**EXERCISE DETAILS:**
Find every line in the data below that contains the string "blue", and copy each such line. Matching is case-sensitive.

(Stored items)
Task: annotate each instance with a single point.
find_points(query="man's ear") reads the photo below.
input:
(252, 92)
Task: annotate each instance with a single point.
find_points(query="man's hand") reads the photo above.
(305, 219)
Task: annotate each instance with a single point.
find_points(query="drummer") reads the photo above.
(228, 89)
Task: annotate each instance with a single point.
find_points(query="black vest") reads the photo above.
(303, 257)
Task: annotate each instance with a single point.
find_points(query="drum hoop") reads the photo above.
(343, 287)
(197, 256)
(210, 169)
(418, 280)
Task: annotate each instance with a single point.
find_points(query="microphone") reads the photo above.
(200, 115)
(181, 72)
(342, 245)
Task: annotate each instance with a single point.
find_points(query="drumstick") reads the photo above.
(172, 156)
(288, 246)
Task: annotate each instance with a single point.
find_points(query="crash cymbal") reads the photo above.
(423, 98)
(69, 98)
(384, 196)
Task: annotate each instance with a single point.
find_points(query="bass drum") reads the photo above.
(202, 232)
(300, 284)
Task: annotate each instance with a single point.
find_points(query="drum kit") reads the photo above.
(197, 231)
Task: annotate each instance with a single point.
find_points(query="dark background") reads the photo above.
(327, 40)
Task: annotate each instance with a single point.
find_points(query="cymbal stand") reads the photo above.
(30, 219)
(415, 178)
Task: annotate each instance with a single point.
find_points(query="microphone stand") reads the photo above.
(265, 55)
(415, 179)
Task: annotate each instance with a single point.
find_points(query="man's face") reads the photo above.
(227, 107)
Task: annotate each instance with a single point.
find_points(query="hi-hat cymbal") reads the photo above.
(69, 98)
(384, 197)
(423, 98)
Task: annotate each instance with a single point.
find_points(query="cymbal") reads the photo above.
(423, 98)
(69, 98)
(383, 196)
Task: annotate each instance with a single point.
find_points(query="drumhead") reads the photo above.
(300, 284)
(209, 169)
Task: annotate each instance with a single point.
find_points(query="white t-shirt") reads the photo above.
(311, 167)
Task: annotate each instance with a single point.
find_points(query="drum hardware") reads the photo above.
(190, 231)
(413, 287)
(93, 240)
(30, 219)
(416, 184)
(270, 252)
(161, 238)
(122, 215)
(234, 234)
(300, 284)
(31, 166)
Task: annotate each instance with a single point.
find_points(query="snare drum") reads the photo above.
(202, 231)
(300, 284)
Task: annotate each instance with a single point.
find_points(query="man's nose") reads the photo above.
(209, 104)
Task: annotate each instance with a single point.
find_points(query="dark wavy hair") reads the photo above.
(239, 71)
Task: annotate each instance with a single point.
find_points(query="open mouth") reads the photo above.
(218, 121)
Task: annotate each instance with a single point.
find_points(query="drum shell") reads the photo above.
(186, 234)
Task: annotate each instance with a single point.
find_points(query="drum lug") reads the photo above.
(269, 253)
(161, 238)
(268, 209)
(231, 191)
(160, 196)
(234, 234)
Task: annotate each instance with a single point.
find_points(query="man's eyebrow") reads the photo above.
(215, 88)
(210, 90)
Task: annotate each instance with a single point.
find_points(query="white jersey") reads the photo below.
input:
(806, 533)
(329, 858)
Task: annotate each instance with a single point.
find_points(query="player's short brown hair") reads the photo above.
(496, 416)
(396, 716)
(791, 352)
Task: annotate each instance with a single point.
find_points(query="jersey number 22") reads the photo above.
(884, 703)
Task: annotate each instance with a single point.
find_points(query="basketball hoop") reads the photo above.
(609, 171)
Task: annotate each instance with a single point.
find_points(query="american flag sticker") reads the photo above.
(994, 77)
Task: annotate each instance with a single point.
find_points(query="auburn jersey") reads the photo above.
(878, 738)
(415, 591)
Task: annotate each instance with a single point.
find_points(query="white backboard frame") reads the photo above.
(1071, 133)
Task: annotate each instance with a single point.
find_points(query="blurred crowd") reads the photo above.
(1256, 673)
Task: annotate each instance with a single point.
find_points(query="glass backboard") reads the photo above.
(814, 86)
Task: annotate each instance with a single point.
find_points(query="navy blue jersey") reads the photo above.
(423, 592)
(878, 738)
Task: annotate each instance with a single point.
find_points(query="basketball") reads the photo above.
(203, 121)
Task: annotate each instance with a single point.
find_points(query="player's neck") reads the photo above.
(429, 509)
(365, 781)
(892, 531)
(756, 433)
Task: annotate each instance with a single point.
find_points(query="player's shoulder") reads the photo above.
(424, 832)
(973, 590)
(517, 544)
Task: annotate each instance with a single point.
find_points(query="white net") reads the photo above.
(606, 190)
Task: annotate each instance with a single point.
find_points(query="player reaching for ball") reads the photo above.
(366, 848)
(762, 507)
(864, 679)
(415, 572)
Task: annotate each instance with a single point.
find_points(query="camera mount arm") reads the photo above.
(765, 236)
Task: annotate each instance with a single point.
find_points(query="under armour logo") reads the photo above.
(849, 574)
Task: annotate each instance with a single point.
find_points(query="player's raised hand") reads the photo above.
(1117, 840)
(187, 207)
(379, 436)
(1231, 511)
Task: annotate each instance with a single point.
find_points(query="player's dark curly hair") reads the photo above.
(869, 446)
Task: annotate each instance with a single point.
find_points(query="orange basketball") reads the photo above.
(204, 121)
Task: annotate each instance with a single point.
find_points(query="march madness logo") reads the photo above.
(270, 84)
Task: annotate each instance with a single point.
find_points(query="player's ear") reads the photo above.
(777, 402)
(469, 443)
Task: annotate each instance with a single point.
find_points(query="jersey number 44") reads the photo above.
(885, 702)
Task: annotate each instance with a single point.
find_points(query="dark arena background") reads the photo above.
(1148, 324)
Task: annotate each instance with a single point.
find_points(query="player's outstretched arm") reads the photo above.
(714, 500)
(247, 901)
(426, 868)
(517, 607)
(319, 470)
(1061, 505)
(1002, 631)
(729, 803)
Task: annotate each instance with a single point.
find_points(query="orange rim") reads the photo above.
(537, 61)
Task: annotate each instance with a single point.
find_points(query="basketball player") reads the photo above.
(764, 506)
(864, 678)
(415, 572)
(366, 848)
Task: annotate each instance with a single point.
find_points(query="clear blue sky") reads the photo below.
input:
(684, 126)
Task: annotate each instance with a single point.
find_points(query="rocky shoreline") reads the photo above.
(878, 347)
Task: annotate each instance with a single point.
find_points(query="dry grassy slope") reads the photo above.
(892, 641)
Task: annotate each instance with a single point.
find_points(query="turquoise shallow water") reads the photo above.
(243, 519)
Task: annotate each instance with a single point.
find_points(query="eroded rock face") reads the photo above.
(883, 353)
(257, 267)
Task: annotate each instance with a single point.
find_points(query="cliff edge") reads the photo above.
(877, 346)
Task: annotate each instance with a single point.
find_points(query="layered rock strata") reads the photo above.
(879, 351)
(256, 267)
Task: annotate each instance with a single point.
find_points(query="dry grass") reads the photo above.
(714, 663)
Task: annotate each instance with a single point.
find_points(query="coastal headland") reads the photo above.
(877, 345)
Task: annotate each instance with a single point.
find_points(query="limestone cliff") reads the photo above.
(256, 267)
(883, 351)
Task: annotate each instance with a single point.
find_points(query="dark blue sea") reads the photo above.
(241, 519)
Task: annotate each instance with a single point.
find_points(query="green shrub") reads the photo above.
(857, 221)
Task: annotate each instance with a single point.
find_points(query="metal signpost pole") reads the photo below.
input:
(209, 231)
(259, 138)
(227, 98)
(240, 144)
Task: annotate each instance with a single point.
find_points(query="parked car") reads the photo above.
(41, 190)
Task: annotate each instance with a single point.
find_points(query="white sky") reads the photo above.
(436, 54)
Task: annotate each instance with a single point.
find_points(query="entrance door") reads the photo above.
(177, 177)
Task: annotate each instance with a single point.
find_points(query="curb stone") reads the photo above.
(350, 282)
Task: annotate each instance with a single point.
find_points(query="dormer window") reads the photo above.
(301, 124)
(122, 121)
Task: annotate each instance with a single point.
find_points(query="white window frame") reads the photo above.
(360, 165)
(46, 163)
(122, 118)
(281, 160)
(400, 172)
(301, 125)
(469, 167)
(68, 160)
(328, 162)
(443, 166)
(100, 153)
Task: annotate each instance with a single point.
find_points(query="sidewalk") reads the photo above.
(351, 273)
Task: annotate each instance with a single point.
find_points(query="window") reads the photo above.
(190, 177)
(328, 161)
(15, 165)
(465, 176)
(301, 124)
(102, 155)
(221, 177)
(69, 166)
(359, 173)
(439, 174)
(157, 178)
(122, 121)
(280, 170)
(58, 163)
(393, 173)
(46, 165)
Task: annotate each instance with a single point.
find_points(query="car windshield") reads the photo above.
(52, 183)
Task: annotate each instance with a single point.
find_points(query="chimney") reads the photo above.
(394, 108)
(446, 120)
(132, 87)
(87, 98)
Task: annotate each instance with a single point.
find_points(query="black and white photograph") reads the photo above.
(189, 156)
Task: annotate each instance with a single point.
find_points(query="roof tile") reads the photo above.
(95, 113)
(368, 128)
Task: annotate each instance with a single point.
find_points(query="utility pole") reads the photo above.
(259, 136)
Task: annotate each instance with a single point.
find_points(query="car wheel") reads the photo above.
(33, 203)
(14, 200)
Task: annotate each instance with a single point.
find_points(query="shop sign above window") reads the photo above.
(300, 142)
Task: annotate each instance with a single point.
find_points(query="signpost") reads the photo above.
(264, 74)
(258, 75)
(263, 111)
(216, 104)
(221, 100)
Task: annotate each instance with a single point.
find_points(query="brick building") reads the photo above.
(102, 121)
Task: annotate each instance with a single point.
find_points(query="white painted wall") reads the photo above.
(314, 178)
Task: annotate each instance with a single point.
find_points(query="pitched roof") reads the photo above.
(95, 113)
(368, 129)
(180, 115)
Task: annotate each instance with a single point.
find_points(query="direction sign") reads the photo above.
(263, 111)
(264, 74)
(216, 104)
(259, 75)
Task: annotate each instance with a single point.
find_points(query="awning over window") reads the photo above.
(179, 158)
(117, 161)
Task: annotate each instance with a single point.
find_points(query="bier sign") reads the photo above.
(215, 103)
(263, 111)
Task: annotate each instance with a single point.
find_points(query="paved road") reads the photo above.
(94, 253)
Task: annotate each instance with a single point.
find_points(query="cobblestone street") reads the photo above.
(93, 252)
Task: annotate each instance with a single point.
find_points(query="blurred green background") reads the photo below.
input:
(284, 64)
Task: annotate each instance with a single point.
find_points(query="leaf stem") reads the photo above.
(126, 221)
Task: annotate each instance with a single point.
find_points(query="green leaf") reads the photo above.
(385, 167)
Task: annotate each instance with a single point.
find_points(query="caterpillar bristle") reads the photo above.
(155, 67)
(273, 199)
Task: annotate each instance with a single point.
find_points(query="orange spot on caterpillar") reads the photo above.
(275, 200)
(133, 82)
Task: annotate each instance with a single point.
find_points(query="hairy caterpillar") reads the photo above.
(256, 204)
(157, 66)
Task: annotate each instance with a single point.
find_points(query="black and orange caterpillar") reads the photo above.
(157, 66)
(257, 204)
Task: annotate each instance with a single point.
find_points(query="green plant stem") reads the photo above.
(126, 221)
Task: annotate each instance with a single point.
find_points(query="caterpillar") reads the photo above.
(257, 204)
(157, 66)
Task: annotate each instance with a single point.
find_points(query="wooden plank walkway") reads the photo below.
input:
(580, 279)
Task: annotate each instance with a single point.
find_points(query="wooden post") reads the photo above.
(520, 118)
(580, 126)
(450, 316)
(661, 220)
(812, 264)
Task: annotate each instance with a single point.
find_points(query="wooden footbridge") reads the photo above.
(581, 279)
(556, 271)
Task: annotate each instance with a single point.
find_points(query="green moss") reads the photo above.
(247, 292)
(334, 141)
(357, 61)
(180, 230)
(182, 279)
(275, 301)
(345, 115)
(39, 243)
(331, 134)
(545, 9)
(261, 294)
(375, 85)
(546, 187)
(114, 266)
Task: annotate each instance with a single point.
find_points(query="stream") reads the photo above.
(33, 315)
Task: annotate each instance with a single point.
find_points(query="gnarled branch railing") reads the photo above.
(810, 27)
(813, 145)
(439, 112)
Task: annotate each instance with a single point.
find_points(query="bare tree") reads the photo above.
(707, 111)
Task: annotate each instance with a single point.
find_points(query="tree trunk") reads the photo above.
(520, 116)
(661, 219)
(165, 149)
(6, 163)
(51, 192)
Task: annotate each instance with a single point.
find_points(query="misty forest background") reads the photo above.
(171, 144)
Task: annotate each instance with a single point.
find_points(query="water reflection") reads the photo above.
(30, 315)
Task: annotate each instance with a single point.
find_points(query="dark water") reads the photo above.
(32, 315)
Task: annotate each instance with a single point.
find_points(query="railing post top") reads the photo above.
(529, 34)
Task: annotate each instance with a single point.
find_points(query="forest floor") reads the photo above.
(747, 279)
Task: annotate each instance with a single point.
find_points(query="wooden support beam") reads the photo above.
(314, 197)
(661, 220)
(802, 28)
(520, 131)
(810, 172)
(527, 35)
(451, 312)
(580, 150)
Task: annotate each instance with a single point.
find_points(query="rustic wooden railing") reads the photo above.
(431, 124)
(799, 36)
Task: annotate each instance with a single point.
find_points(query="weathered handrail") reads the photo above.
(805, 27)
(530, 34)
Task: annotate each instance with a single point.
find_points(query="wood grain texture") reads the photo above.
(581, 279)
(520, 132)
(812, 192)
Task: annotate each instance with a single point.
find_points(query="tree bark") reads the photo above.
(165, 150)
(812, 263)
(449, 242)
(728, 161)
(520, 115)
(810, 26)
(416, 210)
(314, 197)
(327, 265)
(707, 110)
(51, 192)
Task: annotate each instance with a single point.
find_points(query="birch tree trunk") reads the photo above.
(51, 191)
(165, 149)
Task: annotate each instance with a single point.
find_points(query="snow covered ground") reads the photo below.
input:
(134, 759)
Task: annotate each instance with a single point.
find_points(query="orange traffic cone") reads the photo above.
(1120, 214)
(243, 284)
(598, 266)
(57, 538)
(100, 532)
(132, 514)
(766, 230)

**EXERCISE ANSWER:**
find_points(query="navy blue jersey") reads the photo above.
find_points(query="clear blue sky") reads the photo below.
find_points(query="dark blue sea") reads the photo above.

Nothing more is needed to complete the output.